## AIM
Rewrite the listing below with every "the service" replaced by "the annotator" and all other text left unchanged, omitting the pictures.

## MATERIAL TO PROCESS
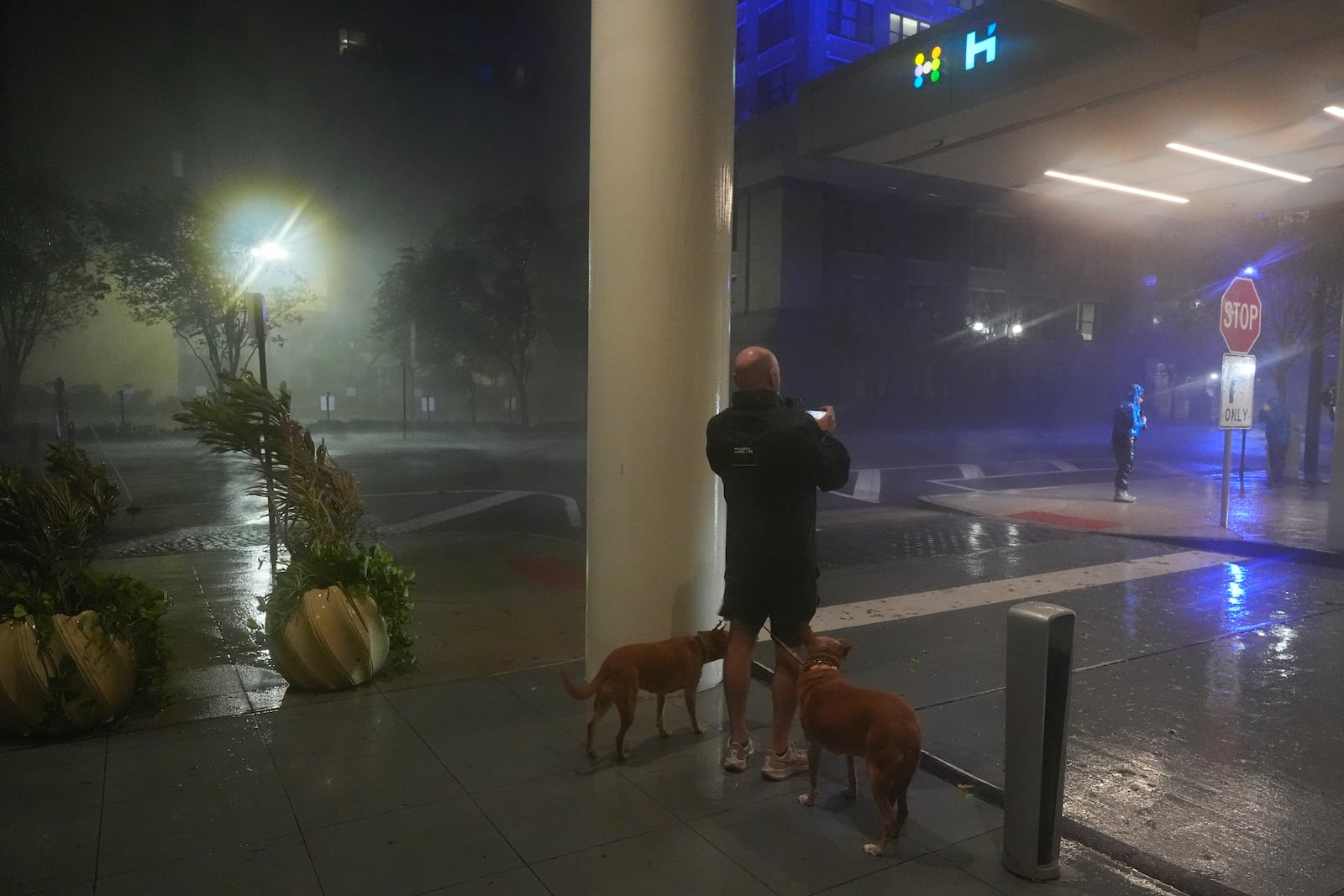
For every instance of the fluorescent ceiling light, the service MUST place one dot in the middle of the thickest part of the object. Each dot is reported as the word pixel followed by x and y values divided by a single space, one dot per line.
pixel 1240 163
pixel 1106 184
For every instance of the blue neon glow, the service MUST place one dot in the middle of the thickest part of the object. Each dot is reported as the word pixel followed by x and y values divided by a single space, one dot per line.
pixel 990 46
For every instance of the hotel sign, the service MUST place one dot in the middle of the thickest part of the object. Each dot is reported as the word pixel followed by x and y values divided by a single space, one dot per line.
pixel 929 66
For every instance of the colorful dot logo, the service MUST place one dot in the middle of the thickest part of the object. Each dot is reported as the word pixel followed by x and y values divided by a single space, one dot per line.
pixel 927 67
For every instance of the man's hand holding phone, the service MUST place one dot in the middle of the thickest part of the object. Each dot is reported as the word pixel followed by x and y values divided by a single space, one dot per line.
pixel 826 418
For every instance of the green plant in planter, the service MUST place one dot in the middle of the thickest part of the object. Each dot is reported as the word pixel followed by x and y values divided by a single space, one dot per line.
pixel 318 511
pixel 77 647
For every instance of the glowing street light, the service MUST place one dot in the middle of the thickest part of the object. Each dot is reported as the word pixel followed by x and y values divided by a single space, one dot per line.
pixel 270 251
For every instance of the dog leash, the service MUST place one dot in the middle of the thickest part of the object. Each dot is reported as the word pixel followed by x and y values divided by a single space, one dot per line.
pixel 783 647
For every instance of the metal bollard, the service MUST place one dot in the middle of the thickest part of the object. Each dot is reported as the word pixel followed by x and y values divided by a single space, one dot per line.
pixel 1041 658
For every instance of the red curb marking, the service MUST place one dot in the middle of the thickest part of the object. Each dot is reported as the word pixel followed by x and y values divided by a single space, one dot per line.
pixel 551 573
pixel 1059 519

## CORRECT RESPONSE
For every instance of the fluorescent ceiling light, the annotator MUST place one dot in the middle of the thickest part of the object. Each dot is reported as the word pixel followed by x and y values divided by a single space, one dot per line.
pixel 1240 163
pixel 1106 184
For every instance of the blue neon glow, the annotator MUST place one dot in the middle of the thickest part of the object. Each dot is reported as the word pixel followed by x and y values divided by a single space, one dot per line.
pixel 990 46
For every instance of the hotel sign, the annotator MUST place one dot in the middle of the thickest part of the object. Each dot is reported as the word pixel followed by x and y values divided by a single space, one dot per line.
pixel 929 66
For every instance of the colorful dot logo, the annotator MUST place one dot in the middle of the thickest part of the object. Each dot is reported as the word pixel followed by x and y values divided by a single space, one dot per line.
pixel 927 67
For every instance of the man's hand holding phone, the annotator MUST place one dot in the middle of the thickest part of the object. Each dot is reported as the word pixel followed by x and y values divided by a single space, one dot per line.
pixel 826 418
For every instance of the green plant in planter, the annotator MUST place one dot in the middle of the thickest part of the object. Each dot is reported as the word pixel followed by x and y values divided by a single space, one dot per line.
pixel 318 511
pixel 77 647
For every instance of the glowing street light, the annotator MUST place one dot in the middle of the thickest part of the object. Each dot is reported as the word pixel followed by x and y values divided by a single space, one dot per line.
pixel 270 251
For every instance of the dog leash, the annotator MUST place one dot in the middle of the thickest part of the object. Each dot is reported as the word pixel followed by x and y values divided by a single space, one dot per line.
pixel 783 647
For every instance of the metal bollard, the annotator MUST place one dot in the middle of the thickest part of the object. Each dot is reported as the word pixel followed by x and y values divided by a single space, one dot per line.
pixel 1041 658
For every instance of the red curb marking, the annotator MUST place one dot in the middle of the thickest part of the object. Each dot is reported as the word pixel followed by x and y values divided by a single space, one dot per line.
pixel 551 573
pixel 1059 519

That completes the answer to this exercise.